*Short problem*.
Count the lines in the listing below that contain the string "wooden", treating case as significant. Output only the number.

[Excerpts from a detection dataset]
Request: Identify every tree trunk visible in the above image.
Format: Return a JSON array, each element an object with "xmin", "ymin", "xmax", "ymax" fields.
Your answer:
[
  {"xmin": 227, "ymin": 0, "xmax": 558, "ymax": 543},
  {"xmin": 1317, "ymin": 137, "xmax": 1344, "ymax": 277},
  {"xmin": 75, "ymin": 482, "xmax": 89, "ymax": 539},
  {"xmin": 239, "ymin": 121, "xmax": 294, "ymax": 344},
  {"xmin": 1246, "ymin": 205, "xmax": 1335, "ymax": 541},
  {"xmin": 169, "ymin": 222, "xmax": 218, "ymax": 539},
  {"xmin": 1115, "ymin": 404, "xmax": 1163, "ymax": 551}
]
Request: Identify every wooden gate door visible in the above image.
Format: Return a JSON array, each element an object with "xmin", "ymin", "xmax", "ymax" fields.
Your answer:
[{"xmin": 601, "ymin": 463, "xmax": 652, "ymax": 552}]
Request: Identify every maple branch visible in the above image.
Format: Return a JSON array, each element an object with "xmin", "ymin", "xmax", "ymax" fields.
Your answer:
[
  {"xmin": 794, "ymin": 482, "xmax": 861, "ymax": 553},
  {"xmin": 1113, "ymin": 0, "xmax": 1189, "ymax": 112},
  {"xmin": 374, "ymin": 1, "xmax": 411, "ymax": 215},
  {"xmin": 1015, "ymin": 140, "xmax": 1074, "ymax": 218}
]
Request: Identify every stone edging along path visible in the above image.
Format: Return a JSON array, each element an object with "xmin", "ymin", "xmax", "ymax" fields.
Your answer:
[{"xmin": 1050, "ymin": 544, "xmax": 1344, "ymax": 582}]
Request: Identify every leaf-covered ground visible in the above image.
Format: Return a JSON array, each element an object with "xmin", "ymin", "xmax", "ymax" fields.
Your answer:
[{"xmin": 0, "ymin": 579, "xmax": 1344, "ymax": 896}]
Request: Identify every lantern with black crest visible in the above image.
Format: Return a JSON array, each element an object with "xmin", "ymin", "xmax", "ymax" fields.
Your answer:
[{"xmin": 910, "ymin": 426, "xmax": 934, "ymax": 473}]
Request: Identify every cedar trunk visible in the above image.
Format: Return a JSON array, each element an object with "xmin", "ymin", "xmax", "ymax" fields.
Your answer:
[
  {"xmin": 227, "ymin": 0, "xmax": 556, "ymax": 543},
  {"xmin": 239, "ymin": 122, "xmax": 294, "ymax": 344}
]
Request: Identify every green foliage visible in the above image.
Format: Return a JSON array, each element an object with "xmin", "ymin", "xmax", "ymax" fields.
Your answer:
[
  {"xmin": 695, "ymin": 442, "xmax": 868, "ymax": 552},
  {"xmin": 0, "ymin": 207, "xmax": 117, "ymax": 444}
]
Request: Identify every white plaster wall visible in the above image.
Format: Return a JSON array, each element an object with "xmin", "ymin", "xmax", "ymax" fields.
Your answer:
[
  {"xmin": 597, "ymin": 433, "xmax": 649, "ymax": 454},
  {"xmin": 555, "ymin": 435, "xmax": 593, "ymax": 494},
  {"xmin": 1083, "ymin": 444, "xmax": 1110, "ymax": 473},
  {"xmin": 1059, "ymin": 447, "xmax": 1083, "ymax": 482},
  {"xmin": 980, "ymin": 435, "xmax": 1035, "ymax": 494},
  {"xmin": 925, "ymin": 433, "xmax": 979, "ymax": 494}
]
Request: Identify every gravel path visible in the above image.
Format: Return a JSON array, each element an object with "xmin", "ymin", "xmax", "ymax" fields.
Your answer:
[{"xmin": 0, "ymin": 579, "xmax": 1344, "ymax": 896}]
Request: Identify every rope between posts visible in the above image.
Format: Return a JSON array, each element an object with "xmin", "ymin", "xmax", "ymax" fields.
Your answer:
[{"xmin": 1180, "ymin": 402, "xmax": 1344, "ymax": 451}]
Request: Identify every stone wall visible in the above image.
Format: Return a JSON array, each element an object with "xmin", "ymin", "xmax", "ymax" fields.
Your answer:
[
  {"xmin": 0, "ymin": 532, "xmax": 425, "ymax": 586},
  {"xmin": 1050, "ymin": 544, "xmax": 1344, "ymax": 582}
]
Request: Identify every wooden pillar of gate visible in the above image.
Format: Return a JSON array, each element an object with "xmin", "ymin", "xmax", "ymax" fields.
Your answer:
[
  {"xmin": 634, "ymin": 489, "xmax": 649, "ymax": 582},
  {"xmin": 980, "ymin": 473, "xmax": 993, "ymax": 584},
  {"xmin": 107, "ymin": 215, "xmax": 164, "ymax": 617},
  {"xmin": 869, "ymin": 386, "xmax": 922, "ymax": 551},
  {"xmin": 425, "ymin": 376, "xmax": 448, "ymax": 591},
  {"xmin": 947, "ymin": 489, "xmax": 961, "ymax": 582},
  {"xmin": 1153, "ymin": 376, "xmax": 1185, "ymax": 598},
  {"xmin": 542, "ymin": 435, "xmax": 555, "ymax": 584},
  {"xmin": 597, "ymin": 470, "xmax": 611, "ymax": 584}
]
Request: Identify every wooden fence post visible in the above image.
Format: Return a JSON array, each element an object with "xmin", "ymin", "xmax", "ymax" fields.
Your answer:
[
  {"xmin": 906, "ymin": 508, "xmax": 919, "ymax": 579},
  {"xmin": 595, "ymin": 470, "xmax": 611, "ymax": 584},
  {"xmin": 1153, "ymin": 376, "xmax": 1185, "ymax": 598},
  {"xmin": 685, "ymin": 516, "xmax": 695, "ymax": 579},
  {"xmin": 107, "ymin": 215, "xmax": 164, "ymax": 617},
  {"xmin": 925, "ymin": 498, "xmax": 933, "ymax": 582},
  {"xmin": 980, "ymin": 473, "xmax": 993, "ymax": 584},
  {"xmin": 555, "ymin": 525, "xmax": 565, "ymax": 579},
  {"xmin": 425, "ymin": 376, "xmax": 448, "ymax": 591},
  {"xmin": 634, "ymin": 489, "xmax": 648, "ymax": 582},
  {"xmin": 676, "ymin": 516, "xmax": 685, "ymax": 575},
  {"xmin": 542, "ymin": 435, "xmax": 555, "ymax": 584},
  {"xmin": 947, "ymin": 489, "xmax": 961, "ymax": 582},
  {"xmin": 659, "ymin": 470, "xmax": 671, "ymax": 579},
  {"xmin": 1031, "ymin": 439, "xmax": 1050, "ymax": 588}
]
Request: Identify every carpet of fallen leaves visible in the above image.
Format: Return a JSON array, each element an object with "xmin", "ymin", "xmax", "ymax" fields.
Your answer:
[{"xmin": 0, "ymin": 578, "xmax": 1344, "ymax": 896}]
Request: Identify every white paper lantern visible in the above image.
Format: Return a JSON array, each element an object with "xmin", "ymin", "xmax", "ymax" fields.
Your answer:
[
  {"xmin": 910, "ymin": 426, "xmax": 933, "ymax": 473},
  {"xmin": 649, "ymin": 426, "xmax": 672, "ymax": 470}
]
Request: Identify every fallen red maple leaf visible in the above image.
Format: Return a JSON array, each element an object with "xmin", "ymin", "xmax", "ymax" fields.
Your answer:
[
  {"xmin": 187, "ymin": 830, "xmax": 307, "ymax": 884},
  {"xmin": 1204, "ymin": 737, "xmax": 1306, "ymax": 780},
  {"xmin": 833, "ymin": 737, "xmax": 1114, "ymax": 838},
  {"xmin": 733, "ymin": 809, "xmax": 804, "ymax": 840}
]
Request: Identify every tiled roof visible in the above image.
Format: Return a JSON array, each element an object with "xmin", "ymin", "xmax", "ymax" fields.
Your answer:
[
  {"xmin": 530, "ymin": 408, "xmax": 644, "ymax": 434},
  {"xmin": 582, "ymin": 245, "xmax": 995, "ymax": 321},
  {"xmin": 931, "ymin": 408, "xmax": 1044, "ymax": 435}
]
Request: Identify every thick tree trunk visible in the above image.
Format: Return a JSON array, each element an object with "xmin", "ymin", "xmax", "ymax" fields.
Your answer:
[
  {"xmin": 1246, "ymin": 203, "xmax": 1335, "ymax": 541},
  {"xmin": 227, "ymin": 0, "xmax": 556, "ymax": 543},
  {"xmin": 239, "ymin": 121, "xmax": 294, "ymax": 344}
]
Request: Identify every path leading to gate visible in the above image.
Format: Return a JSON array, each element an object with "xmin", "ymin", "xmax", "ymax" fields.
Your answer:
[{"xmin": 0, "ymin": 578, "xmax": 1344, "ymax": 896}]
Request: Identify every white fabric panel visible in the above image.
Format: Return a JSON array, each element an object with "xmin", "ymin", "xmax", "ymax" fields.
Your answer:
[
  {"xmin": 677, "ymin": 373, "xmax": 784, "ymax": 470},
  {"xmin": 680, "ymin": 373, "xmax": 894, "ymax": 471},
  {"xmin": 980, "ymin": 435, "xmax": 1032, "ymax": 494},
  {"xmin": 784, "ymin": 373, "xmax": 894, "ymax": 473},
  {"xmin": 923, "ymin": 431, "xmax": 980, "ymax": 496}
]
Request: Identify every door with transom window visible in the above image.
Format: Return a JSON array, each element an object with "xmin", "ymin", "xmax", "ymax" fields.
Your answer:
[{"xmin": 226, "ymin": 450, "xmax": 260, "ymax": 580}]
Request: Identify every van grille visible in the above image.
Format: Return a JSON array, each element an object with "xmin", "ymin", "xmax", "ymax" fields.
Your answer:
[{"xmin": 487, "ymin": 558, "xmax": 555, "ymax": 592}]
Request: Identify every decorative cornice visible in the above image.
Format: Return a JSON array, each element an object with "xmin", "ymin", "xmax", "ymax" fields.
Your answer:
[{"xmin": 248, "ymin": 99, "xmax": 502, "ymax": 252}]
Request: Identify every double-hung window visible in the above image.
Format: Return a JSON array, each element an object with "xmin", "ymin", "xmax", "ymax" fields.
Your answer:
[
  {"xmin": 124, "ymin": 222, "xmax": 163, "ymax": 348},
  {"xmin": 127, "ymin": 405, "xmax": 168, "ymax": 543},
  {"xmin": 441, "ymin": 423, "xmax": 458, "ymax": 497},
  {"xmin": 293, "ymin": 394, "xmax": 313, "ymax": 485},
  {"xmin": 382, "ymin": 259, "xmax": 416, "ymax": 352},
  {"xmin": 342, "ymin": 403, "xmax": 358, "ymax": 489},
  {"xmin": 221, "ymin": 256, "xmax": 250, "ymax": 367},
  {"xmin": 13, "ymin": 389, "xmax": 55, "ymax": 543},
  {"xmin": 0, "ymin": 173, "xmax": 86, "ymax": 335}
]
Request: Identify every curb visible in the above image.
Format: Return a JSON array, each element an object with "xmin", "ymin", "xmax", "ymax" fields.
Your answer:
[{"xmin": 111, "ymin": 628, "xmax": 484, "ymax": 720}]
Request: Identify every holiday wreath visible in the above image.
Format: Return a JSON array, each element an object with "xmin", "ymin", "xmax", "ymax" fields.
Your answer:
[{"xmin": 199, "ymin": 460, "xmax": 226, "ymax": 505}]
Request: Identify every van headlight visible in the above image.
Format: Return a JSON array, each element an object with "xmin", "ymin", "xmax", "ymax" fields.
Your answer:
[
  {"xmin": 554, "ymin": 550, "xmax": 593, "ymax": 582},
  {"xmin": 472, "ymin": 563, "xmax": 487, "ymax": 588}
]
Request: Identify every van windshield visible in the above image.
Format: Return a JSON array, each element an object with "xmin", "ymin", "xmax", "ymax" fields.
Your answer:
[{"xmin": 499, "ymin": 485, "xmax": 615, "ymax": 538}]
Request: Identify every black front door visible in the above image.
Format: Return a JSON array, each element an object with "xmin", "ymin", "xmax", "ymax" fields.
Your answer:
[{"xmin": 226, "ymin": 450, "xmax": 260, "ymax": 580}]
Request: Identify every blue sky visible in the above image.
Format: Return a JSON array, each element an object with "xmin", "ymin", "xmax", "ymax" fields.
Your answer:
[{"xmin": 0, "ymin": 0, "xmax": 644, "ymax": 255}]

*Full solution*.
3